## start INFORMATION PROVIDED
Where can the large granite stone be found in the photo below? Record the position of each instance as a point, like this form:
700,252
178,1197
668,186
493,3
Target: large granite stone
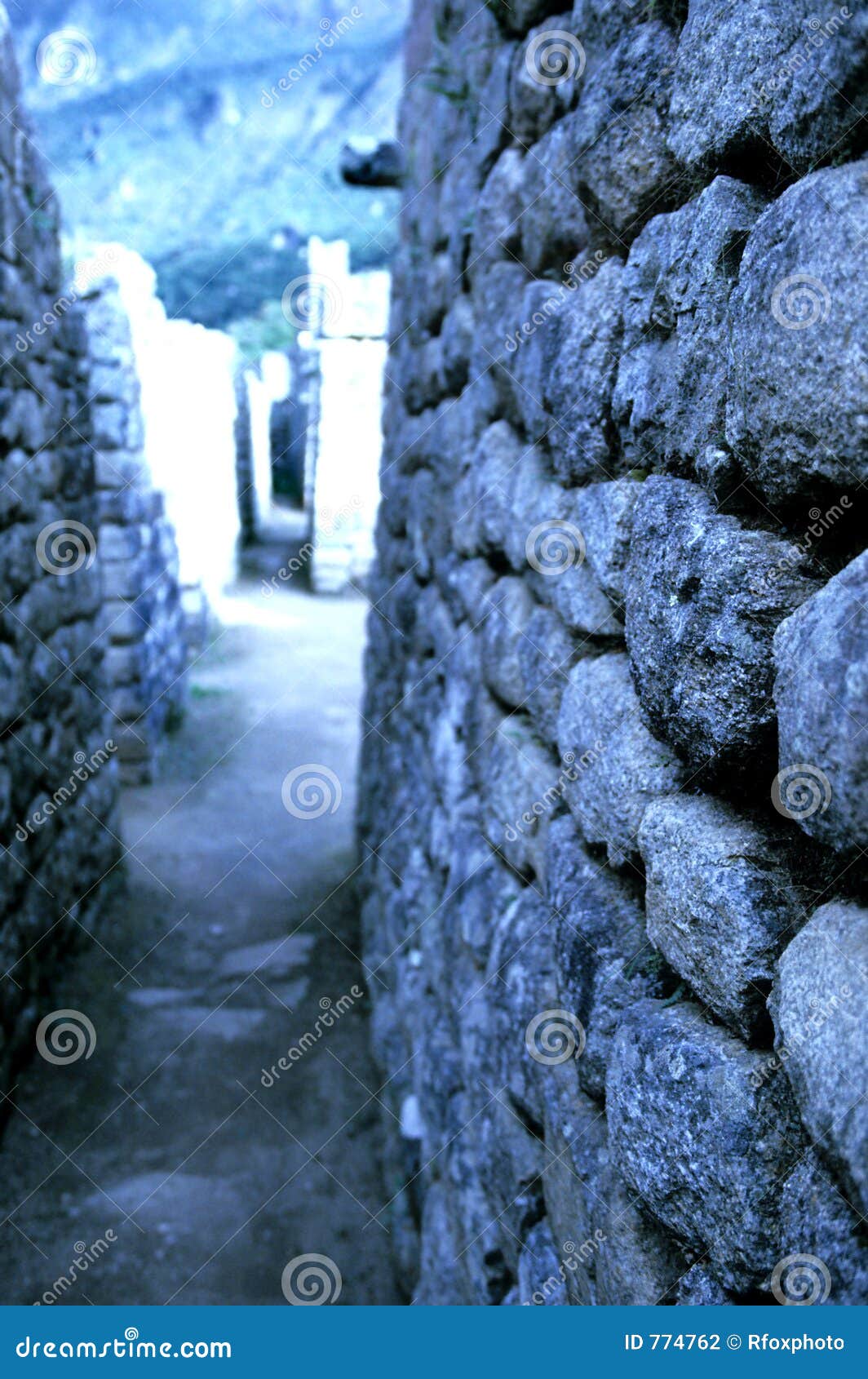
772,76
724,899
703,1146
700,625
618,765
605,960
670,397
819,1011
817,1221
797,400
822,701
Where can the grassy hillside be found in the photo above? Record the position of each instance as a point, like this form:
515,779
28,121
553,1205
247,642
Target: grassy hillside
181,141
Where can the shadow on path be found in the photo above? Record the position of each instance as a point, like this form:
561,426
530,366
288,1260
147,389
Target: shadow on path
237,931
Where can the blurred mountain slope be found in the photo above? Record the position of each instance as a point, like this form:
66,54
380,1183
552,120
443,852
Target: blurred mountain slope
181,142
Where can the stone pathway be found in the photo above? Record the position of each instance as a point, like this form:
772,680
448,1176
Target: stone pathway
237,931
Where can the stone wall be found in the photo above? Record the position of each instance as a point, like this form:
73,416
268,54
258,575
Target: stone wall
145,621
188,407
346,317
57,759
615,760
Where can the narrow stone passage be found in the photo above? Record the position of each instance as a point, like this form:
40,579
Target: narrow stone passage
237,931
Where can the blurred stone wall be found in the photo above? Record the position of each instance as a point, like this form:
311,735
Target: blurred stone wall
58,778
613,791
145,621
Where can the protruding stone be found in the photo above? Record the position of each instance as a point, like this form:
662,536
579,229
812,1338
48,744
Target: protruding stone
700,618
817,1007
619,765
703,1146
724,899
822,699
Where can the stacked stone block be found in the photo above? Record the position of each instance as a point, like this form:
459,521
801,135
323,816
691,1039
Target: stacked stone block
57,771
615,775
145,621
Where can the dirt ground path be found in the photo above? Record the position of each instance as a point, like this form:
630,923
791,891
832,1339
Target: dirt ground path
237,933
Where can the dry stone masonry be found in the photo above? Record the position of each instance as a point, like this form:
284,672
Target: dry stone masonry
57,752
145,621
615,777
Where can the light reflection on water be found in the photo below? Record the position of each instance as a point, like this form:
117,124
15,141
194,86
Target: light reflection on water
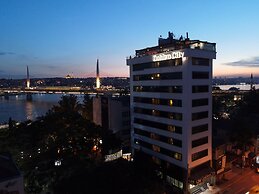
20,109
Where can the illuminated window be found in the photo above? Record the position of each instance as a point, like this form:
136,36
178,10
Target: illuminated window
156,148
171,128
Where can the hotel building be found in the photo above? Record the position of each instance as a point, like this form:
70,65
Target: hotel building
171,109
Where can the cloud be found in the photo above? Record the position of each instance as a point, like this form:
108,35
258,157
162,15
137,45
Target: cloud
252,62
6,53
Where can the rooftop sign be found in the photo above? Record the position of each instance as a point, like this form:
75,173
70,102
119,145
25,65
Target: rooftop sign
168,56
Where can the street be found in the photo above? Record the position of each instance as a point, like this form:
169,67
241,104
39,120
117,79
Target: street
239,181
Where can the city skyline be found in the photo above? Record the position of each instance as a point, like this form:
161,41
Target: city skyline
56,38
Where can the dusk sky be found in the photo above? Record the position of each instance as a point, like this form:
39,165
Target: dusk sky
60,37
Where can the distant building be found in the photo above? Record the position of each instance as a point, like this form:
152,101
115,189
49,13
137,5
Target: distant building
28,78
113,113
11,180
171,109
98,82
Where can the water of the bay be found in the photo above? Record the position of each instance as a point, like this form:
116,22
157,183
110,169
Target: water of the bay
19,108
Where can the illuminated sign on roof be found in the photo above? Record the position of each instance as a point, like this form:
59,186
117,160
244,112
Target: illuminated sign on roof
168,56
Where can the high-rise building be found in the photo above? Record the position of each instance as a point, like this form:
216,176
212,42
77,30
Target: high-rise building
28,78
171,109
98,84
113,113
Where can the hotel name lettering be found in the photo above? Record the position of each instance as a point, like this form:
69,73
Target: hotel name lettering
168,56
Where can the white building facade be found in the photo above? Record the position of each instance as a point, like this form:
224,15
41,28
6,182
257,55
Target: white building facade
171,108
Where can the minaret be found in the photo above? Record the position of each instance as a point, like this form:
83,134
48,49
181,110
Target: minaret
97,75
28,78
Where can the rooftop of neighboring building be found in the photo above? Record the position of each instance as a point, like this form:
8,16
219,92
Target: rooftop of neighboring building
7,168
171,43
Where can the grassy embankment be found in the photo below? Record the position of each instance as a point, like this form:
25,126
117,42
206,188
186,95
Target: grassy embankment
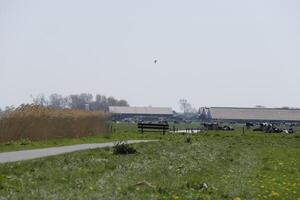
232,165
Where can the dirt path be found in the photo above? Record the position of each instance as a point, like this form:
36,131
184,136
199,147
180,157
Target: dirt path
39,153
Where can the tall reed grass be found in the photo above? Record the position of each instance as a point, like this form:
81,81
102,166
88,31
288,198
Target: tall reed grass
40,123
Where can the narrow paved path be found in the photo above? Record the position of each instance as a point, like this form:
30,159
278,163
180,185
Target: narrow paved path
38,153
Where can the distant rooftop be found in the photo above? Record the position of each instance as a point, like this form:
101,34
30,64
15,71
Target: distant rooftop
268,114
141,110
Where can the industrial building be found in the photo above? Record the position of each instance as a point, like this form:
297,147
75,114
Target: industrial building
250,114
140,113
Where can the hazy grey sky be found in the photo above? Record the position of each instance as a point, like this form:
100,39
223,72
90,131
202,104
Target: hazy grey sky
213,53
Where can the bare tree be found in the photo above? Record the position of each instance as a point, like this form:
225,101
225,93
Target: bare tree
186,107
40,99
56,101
## end INFORMATION PROVIDED
## start INFORMATION PROVIDED
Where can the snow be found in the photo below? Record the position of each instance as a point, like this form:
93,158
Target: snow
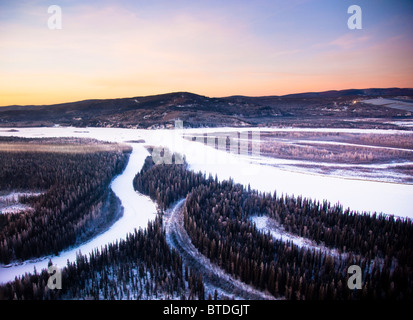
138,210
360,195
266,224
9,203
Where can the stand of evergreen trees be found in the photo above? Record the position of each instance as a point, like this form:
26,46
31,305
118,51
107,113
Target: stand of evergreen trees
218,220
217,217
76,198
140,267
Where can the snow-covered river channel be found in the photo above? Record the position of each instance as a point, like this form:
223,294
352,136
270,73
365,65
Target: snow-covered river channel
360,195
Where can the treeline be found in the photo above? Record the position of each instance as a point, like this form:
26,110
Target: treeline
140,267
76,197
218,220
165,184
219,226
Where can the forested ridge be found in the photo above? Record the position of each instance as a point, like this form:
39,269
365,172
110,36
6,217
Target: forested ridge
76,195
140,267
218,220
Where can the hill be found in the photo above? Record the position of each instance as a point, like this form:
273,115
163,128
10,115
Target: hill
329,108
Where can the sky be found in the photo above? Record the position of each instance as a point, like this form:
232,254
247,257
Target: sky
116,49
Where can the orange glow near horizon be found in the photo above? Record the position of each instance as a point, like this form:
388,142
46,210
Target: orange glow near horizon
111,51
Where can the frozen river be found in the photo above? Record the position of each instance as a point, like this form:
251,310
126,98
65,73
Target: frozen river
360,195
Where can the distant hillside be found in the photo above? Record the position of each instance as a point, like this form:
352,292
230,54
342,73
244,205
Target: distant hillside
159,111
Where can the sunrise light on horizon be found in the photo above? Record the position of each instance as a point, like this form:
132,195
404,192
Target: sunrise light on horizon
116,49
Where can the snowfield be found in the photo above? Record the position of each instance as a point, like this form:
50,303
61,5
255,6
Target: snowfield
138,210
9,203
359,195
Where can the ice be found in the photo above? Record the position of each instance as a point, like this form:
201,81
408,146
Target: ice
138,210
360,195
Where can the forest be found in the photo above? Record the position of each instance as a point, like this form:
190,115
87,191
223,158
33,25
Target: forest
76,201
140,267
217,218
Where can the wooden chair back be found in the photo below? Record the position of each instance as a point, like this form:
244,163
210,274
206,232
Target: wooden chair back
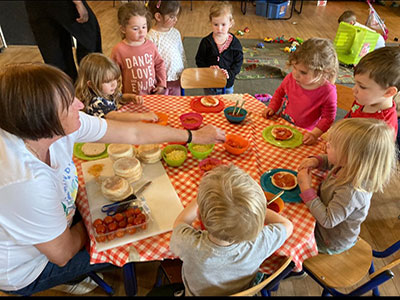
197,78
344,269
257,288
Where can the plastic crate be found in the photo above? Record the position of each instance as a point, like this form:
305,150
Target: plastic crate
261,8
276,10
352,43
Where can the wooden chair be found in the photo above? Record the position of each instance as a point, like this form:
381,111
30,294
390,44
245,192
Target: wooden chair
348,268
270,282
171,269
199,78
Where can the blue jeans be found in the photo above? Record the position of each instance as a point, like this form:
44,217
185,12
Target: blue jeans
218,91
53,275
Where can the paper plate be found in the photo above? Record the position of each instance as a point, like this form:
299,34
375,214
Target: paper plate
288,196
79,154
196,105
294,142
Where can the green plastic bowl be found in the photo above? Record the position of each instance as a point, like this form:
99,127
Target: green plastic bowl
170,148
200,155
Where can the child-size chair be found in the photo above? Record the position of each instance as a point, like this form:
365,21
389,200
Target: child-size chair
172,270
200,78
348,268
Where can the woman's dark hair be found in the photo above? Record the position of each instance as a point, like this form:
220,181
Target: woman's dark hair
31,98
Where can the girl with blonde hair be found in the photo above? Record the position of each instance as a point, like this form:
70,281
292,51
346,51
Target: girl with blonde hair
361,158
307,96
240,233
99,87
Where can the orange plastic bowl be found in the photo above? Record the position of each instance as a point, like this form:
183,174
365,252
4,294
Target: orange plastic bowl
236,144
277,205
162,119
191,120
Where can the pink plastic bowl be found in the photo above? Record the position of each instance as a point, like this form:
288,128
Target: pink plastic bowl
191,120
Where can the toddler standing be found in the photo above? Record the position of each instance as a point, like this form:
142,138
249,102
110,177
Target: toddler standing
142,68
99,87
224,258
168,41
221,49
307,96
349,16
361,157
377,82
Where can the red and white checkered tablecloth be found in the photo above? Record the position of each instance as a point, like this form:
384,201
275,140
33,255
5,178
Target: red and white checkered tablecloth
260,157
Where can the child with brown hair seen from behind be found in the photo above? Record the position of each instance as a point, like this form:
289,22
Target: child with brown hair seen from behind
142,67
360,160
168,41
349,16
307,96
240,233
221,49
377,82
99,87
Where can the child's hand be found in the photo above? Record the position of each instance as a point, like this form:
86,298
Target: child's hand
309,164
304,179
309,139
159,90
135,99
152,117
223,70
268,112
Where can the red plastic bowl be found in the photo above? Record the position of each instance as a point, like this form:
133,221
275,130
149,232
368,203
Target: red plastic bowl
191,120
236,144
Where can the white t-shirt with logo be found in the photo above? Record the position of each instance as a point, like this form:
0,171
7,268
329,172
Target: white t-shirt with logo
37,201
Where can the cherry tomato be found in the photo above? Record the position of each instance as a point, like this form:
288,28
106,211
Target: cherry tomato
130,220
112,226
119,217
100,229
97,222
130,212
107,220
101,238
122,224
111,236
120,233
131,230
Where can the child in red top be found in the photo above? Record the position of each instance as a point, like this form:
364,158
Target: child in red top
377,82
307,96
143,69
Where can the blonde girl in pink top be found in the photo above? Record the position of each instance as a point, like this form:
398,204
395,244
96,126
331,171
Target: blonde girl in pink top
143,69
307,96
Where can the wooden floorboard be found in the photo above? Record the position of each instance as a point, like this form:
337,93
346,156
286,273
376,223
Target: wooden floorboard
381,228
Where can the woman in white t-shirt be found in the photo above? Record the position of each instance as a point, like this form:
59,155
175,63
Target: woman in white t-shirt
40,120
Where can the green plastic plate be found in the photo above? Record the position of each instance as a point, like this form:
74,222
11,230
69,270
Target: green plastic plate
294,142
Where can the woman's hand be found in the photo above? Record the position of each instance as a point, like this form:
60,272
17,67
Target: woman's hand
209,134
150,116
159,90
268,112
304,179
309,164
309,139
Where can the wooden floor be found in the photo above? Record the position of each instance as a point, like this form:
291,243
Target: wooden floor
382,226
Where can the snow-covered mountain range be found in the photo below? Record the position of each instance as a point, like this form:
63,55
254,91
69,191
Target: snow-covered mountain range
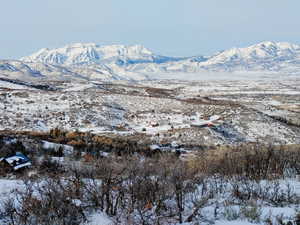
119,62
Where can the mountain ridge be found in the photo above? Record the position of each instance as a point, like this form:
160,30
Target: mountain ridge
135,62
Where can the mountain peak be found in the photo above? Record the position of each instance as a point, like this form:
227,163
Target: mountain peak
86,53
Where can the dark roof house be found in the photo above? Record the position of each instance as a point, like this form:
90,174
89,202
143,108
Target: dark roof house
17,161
## end INFORMATION PROVIDED
Report every line of the entries above that contains the string "shirt", copying each such line in full.

- [COMPLETE OUTPUT]:
Where can the white t-shirt with logo be found in the photo above? Record the position of each instance as a point, like this form:
Target: white t-shirt with logo
Where can the woman in white t-shirt be found in the photo above? Record the position of each instance as a point, like this form:
Target: woman in white t-shirt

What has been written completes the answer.